(Coordinate annotation entries)
- - -
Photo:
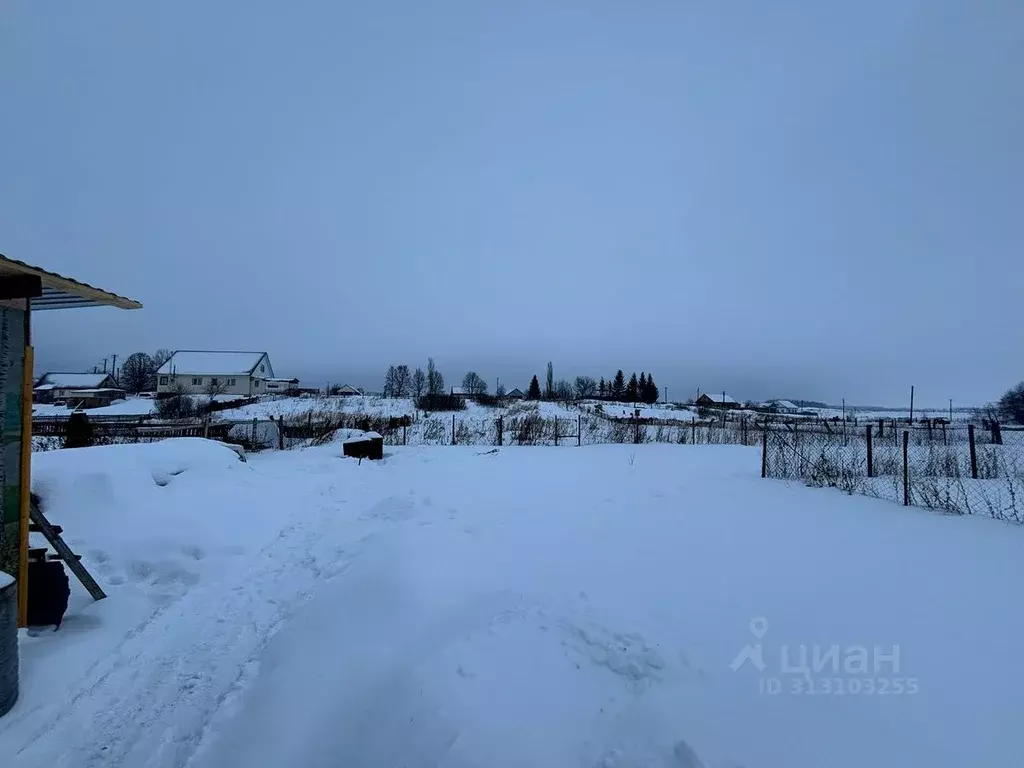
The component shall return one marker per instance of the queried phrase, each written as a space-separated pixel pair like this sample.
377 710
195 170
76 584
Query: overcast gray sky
796 199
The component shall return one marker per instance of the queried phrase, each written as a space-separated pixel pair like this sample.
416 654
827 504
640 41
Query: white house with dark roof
60 386
197 371
782 407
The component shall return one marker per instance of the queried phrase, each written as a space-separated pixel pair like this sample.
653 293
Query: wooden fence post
906 468
764 454
870 455
974 453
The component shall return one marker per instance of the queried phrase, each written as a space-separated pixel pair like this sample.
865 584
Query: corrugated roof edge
122 302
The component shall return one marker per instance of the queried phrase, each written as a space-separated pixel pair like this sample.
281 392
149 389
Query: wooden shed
25 289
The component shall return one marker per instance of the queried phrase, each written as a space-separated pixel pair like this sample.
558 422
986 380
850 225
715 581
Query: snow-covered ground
295 408
609 605
129 407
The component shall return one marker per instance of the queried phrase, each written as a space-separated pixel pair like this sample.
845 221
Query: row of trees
398 382
642 389
138 372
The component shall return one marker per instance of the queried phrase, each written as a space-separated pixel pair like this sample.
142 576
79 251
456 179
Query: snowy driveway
535 606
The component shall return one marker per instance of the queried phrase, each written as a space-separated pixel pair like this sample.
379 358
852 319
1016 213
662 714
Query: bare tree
419 383
401 381
585 386
161 356
137 372
1011 404
473 384
435 381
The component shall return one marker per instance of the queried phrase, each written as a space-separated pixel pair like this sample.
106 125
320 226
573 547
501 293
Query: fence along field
963 469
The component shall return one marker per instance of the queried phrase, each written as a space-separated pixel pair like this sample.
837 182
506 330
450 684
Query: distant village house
718 400
782 407
77 390
198 372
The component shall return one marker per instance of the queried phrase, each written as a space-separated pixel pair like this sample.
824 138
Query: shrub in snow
79 431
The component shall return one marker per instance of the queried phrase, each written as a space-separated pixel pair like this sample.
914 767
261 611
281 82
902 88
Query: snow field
463 606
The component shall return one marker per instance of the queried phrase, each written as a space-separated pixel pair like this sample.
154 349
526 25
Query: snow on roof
76 381
719 397
203 361
93 390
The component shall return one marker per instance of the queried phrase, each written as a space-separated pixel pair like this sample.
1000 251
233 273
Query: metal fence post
870 455
764 454
974 453
906 468
996 433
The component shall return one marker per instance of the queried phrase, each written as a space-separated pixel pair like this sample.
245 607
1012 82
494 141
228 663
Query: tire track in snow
156 697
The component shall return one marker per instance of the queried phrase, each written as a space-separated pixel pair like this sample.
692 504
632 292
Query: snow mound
141 515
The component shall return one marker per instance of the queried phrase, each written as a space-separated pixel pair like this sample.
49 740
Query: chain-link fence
965 470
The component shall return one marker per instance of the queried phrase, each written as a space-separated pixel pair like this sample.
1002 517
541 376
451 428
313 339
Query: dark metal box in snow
8 643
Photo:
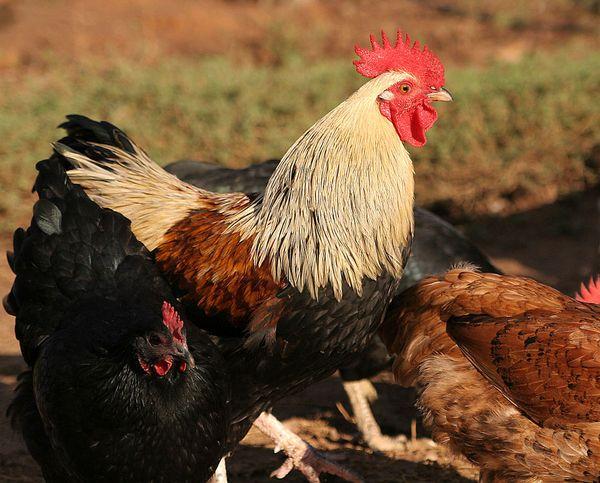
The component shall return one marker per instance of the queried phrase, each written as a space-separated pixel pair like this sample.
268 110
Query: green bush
526 131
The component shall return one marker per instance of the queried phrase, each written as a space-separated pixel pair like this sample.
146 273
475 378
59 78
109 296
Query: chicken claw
300 455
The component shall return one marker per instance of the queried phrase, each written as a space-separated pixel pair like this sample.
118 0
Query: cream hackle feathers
338 207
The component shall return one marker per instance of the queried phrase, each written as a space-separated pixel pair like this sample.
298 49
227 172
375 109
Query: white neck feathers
339 206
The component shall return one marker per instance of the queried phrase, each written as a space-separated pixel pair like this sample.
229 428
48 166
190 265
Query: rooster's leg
220 475
300 455
361 394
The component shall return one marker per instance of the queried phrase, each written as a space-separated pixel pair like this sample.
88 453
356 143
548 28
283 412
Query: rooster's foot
300 455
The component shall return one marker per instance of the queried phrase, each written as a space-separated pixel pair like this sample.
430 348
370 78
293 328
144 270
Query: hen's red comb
423 64
173 322
591 293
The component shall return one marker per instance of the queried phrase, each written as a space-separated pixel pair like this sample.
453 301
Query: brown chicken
507 370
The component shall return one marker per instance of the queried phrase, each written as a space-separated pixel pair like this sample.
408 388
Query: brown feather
522 398
214 266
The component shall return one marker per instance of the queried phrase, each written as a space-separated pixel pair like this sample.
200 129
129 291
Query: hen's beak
182 352
441 95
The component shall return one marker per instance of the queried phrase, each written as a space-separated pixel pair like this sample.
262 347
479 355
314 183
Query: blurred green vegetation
523 132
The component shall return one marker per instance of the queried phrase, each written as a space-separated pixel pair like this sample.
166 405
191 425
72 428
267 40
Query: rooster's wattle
299 277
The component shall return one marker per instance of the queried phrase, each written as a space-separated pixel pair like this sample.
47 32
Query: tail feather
117 174
83 129
71 250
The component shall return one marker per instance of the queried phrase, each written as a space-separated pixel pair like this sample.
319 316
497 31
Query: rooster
117 389
507 371
436 247
303 273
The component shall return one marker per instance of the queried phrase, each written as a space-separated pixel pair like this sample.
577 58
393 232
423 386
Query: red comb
423 64
591 293
173 322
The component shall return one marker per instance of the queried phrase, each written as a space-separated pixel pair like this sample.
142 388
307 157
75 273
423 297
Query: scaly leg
300 455
220 475
361 394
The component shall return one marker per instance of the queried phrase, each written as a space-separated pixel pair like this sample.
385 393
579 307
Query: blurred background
514 161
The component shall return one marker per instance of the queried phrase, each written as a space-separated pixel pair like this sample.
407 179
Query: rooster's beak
441 95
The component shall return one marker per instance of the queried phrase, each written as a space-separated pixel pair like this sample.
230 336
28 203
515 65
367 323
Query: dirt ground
554 243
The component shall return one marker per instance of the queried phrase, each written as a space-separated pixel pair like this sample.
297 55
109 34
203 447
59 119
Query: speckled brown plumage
214 267
508 373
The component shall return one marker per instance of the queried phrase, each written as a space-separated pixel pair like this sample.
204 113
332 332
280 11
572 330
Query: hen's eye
154 340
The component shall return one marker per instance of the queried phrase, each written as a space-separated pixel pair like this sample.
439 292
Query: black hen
116 390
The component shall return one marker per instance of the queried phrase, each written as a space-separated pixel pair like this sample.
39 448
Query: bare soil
554 243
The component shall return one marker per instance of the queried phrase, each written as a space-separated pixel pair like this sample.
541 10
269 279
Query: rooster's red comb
423 64
173 322
591 293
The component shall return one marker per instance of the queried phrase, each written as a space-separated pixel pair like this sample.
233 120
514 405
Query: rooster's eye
154 340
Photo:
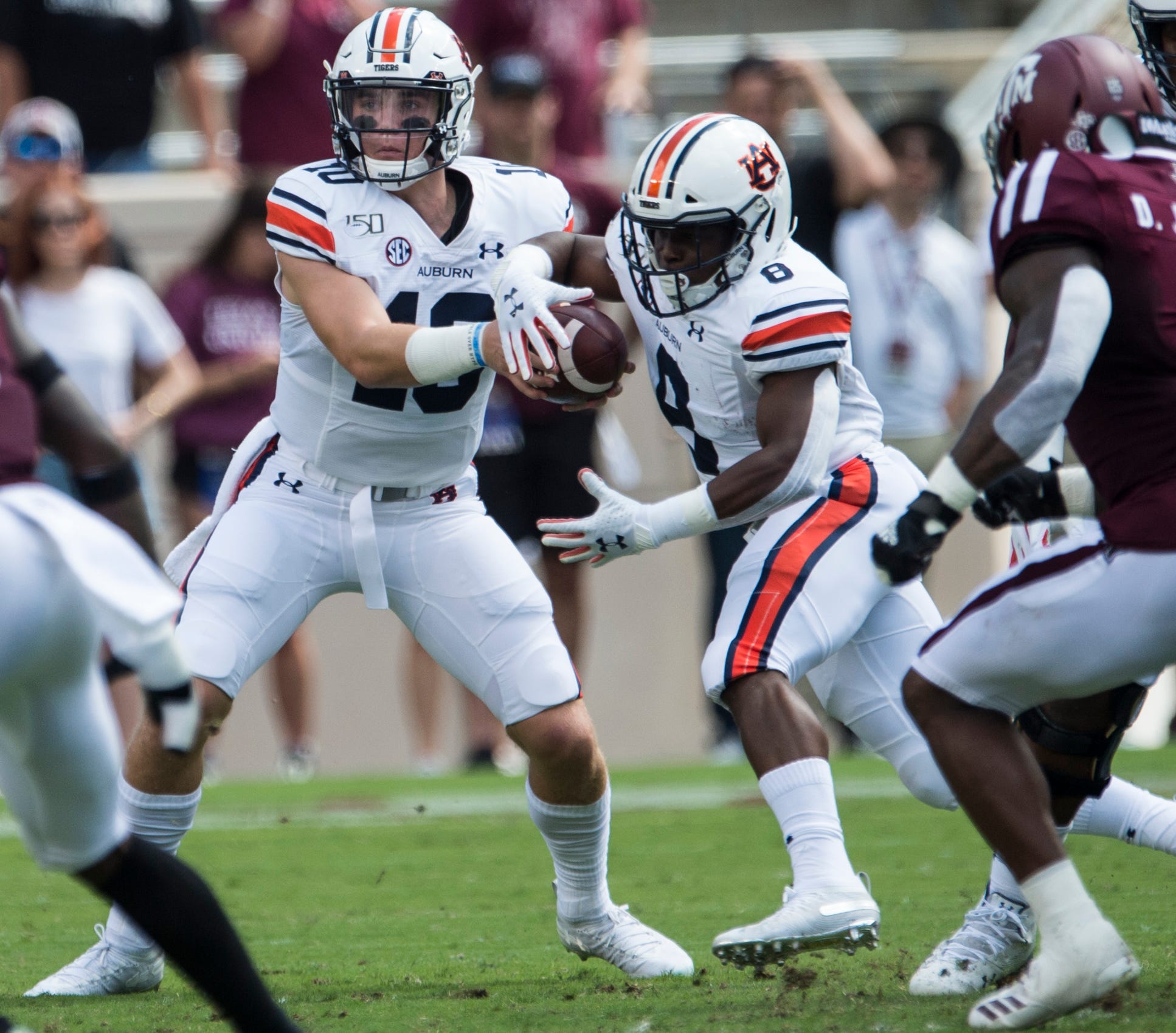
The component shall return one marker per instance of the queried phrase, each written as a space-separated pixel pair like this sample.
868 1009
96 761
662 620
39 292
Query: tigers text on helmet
401 95
701 177
1148 19
1055 95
- - -
Task instructions :: Each entry above should be reproduced exactly, with the pictures removed.

Exercise result ::
Photo:
The component shall return one marker per instance of the queried phrase, each written as a space-separated pixel pair like this sample.
377 710
195 170
76 584
Query: overcast gray sky
796 199
The component shall return one marker per instance of the queried phrase, each written as a space-separated pixel pair like this sample.
416 654
827 504
640 41
Query: white house with dark roof
60 386
197 371
782 407
The component shall return one marker per instance of the queried phrase, each written as a space-separated pixel pair like this sample.
653 293
Query: wooden fence post
906 468
764 454
870 455
974 453
The component shall return one marker per instance of the queried phrase, each written as a space-separated pixel pair like this sample.
865 584
Query: corrugated roof edge
122 302
The component shall return one marker per instance of the queried phrase, each written as a space-separated pixel pair like this sample.
281 392
149 389
Query: wooden shed
25 289
The component shall return one marker per instance of the queried phrase, each written as a space-separated pixel pair like this sample.
558 422
986 380
850 225
715 581
Query: snow-covered ground
295 408
609 605
129 407
The component shall return one marker per instance of the queried phrase, each written as a space-separated pixel pair like this sample.
845 221
Query: row of trees
398 382
642 389
138 372
The component shall return one marker per instance of the queried phrase, each written as a space-separated pixel pair like this sample.
142 576
79 251
456 179
Query: snowy driveway
535 606
The component shall return one marker per instance of the queried phrase, each written as a space-separated pixel pair like this sample.
379 358
852 319
1016 213
662 714
Query: bare tree
419 383
401 381
585 386
161 356
137 372
1011 404
473 384
435 381
The component shall return one marker per instance of the queried phrase, each written as a space-separated pixel pair like this sample.
106 125
320 226
573 547
501 293
Query: fence along field
963 469
The component shall return one marker per instance of the queried phrase, each written as a space-separated pixel pair like this sample.
837 182
506 330
450 684
Query: distant village house
718 400
782 407
77 390
198 372
The component shall return one marker per instance of the queried phrase, each written as a space-separated pixel pair like this sample.
824 138
Query: shrub in snow
79 431
The component shall return one marker per instance of the queried phrase, each written as a space-separated pixel pair like this sample.
914 767
261 611
281 82
902 88
Query: snow field
463 606
The component shall return one marker per instance of the queried phrase, each written as a space-separated pixel pair like this sample.
154 349
526 25
Query: snow on roof
76 381
719 397
203 361
93 390
The component shall return one marker per instance of the queried phrase, each written as a space-separated pixel pair like this sample.
1000 251
233 273
Query: metal fence post
870 455
764 454
974 453
906 468
996 433
The component shall return one marker per instance of the queried phrase, each written as a space-separated pixel pair like this sample.
245 607
1012 82
494 141
228 663
Query: tire track in snow
156 697
The component shall return one marker per instance of the queried phrase, each written as a space-separated pixel pair like this sample.
692 504
632 292
Query: snow mound
141 515
The component shall return one marker per instance of the queried phrase, each written as a space-separated pixel pair like this sample.
49 740
Query: chain-link fence
965 470
The component shall return one marker per instance of the queried phrase, each written as a space-separated pixel pair like this sample.
1002 517
541 376
451 428
313 339
Query: dark metal box in snow
8 643
Photo:
The component shall return one marker per instance of the queried phrase, each written as a space-separated pixel pair like this sample.
268 110
Query: green bush
526 131
The component shall return one marker per instance of the queried phrase, each written as a space-separated pixel pair like this sample.
146 273
475 378
59 78
109 296
Query: chicken claw
300 455
The component shall return one marker per instance of the queried phrase, each written as a space-separated pixel pair like this sample.
118 0
Query: cream hackle feathers
338 207
The component shall return one marker per instance of the queried phrase, each written as a space-separated pixel pair like this sample.
298 49
227 172
375 109
Query: white neck feathers
339 206
The component shall return one marker per instance of the queried phrase, each written as a space-separated pixel pair like this sample.
229 428
48 166
190 265
Query: rooster's leg
220 475
300 455
361 394
The component shall return one marker per instance of the queried phrase, each written as a space-separated pixel pair like this sample.
88 453
356 143
548 28
283 412
Query: rooster's foot
300 455
The component shall return one marker per instance of the queried phrase, each written as a space-separated pixel pair like this sample.
430 348
370 78
293 328
144 270
Query: hen's red comb
423 64
173 322
591 293
The component shall return one marker per instance of the queried phrase, each written as a space-separated pixel pair like this sample.
453 301
Query: brown chicken
507 370
The component shall return one marker per instance of the queried phrase, each written as a space-separated pixel pair like this sample.
408 388
Query: brown feather
522 398
214 266
The component shall return one marker per instance of the queried phrase, each written as a space-separated pixel pair like this sample.
200 129
129 291
Query: hen's beak
182 352
441 95
The component shall return one marker per instance of the queried phrase, each written as a space-separated pixel pair like this sample.
262 347
479 355
314 183
Query: blurred green vegetation
523 132
The component shall return one marker per instance of the queried phrase, each written as a space-separated pixel pair like this sample.
166 405
191 425
72 428
267 40
Query: rooster's wattle
299 277
The component shall return one marker per instance of the queried phrase, each written as a space-separated pixel pair like this sample.
47 32
Query: tail feather
117 174
83 129
71 250
The component shall return one marker per instance of the queried phrase, each written as a space-separated pixel pair like this sample.
319 316
497 31
Query: rooster
117 389
507 371
436 247
303 273
The component shall return one marker per instance of the queried phrase, each written as a space-separated pixel pair like this sample.
577 58
393 232
423 386
Query: red comb
423 64
591 293
173 322
The component shall return one marker per instance of the queried phrase, each written as a space-separated pixel pair like this sample.
142 388
307 157
75 273
423 297
Query: scaly leg
300 455
220 475
361 394
The component shall return one marker per instance of the queried phrase, each written as a space-separated pixel pair like this sample.
385 393
579 307
Query: blurred background
514 161
The component shall return one marker per instance of the queried phrase, each written as a space-separated pixel pair like this sample.
407 179
Query: rooster's beak
441 95
The component shall return one marker per instance of the queried phrase, each written as a space-separated pixel pair like this sample.
230 336
28 203
515 65
367 323
Query: dirt ground
554 243
The component shall return one marker per instance of the queried phrase, each written as a space-separated pixel pair like this sample.
297 55
109 34
203 447
59 119
Query: speckled brown plumage
214 267
508 373
The component shall return one marker per instance of the queried phrase, each written as a space-separated pixel pair like this sample.
204 113
332 332
280 11
572 330
Query: hen's eye
154 340
The component shall return one marker per instance of the queried phrase, each written as a space-separated pixel pair like this sample.
439 292
Query: black hen
116 390
The component shall return one marker per instance of the queried phrase, each written as a space-separated pixel pair like this sample.
39 448
Query: bare soil
554 243
The component shall return one marker per instance of the queried phrase, each written as a space-separated pixel pair like this sample.
541 10
269 279
Query: rooster's red comb
423 64
173 322
591 293
The component shall return one marker per instance of the queried phrase, each written as a space-separated pixel pair like this sample.
233 120
514 405
Query: rooster's eye
154 340
Photo:
The component shall return one marker per instance of the queried phrase, each written as a space-separated pixel pair like this sample.
868 1009
96 761
662 620
39 292
Query: tigers text on helmet
401 95
701 177
1148 19
1055 95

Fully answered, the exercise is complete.